Top of The records

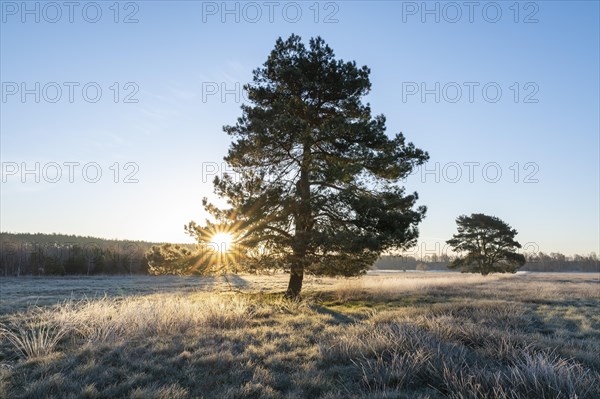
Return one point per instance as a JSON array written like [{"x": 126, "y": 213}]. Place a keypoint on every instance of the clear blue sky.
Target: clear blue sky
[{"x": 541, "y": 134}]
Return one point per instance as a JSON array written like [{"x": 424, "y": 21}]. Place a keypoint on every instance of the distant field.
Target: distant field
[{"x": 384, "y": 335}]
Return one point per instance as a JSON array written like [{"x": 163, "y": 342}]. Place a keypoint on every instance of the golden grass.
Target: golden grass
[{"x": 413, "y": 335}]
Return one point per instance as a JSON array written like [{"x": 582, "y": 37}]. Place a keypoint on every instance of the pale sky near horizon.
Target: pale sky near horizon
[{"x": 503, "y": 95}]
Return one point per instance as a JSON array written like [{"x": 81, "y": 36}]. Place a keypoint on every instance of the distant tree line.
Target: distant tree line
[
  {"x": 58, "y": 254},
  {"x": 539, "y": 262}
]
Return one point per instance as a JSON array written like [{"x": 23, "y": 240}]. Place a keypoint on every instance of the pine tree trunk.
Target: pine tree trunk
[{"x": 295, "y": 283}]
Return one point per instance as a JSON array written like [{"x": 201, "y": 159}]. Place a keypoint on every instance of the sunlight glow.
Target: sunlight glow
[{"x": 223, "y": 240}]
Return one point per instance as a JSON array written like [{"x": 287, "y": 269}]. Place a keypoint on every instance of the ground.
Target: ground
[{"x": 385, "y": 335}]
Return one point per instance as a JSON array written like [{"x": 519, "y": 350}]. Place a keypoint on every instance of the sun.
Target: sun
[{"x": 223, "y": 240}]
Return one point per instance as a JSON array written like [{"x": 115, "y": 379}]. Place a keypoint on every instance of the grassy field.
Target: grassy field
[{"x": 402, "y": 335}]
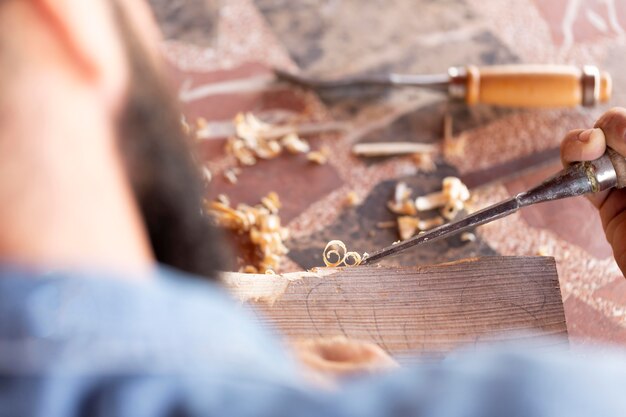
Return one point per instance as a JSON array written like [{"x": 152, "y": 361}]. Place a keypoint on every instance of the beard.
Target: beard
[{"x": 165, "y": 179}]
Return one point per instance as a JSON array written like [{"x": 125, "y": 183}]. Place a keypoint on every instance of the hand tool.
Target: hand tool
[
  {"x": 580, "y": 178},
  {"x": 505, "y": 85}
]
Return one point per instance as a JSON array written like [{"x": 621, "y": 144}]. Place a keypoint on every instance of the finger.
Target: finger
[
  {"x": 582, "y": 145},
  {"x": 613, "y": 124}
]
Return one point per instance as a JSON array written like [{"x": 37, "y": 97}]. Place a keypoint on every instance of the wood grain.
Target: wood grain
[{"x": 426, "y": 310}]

Bottom of The records
Top of The records

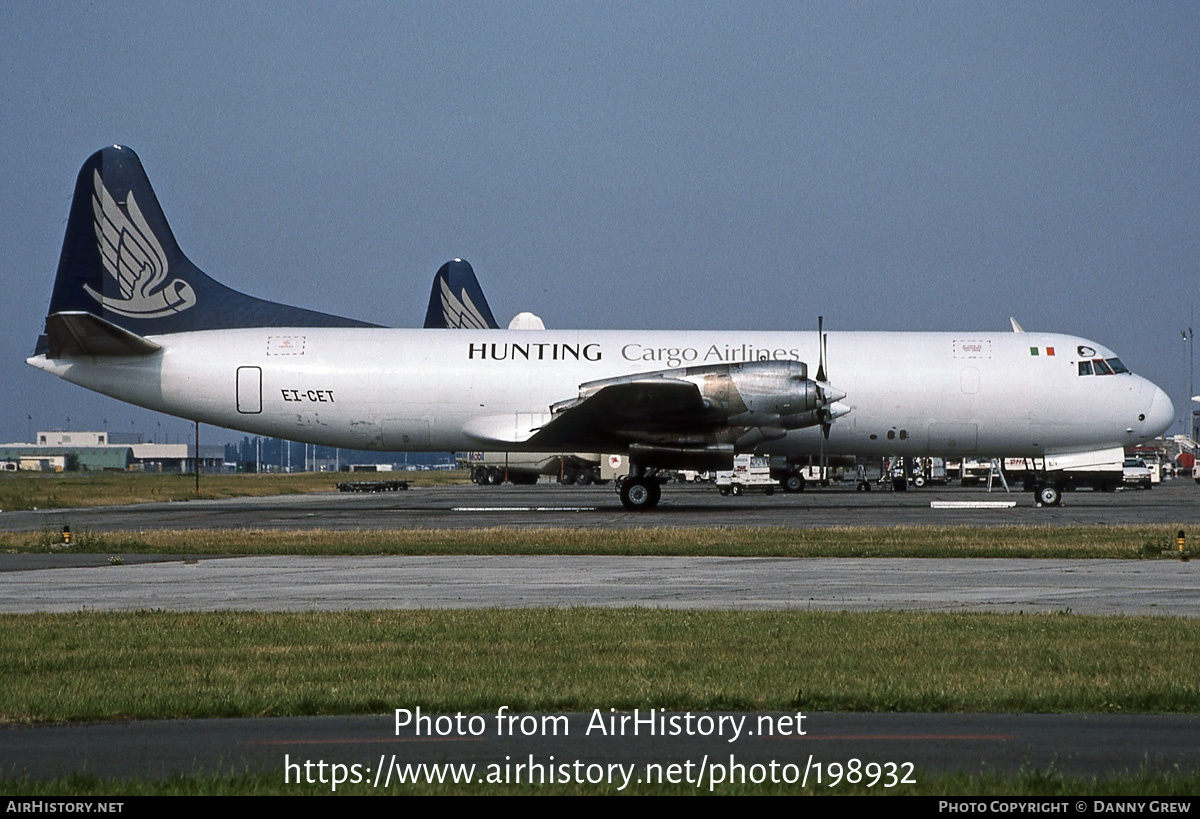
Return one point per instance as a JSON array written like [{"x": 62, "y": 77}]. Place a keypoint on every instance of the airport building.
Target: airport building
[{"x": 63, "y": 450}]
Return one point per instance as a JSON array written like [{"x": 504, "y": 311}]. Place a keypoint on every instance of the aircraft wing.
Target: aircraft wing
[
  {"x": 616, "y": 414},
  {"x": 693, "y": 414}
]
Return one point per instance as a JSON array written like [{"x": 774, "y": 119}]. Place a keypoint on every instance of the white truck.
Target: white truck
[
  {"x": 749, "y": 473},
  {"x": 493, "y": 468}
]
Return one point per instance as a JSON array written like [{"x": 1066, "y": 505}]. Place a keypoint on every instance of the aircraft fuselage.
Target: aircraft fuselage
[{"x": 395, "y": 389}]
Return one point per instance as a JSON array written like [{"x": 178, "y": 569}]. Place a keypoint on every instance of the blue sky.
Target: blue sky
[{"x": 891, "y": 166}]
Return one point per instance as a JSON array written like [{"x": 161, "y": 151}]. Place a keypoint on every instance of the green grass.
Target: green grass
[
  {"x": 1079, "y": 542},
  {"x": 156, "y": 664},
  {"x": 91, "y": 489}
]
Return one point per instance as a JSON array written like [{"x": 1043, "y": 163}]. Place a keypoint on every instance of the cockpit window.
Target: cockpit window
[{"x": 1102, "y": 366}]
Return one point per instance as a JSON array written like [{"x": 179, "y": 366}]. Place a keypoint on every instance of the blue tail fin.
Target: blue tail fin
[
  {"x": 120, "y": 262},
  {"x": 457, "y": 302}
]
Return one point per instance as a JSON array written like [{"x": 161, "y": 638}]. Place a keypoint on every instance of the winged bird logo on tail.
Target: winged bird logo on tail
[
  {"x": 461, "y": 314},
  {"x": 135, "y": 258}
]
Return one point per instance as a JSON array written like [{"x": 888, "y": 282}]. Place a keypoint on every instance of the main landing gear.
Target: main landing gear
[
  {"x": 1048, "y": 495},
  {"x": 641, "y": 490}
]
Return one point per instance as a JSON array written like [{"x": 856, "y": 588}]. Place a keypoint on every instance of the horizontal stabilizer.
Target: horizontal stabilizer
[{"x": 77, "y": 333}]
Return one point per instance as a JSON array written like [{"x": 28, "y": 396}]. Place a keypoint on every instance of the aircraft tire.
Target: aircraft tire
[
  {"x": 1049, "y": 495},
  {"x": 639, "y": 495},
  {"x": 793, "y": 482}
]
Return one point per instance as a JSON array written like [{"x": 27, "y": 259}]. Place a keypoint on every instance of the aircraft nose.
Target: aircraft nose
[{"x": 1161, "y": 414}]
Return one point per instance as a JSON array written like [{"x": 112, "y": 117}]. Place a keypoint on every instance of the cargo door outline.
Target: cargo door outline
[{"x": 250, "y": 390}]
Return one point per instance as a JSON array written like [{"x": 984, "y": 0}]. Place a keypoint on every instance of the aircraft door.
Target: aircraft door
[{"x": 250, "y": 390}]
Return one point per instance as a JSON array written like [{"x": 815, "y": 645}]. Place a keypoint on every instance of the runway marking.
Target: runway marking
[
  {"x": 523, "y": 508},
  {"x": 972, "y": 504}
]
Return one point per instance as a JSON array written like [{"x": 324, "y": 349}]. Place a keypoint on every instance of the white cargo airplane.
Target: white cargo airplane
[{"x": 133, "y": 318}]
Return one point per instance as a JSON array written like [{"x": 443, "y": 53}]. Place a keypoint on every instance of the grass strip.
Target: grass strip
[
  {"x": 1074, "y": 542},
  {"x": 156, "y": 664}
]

Bottom of The records

To do.
Using the data above, repeat exactly the lines that begin at the line with "Target: white truck" and end at the line with "logo on tail.", both ends included.

Solution for this problem.
Target: white truck
[
  {"x": 749, "y": 473},
  {"x": 493, "y": 468}
]
Return one point per instance as a JSON array written like [{"x": 1066, "y": 505}]. Place a keypoint on every instance of the aircraft fuselage.
Target: aircraft fuselage
[{"x": 395, "y": 389}]
Return one point per instance as a JSON array written like [{"x": 178, "y": 569}]. Place a keypoint on every instance of the blue sky.
Target: blue sky
[{"x": 891, "y": 166}]
Return one point per instance as a JSON array written like [{"x": 161, "y": 151}]. Place a keypoint on every instance of the green grass.
Target: green grass
[
  {"x": 1079, "y": 542},
  {"x": 156, "y": 664},
  {"x": 91, "y": 489}
]
Return one point per instance as a JSON array written like [{"x": 1043, "y": 163}]. Place a keypoint on every instance of the cockpit window.
Target: cockpit window
[{"x": 1102, "y": 366}]
Return one point per instance as a JSON array written like [{"x": 179, "y": 366}]. Place a keypoint on every instance of the blue tail fin.
Target: blue tail fin
[
  {"x": 120, "y": 262},
  {"x": 457, "y": 302}
]
Return one point per instance as a JSON array written like [{"x": 161, "y": 638}]. Place a keypoint on every instance of the winged bird logo on tail.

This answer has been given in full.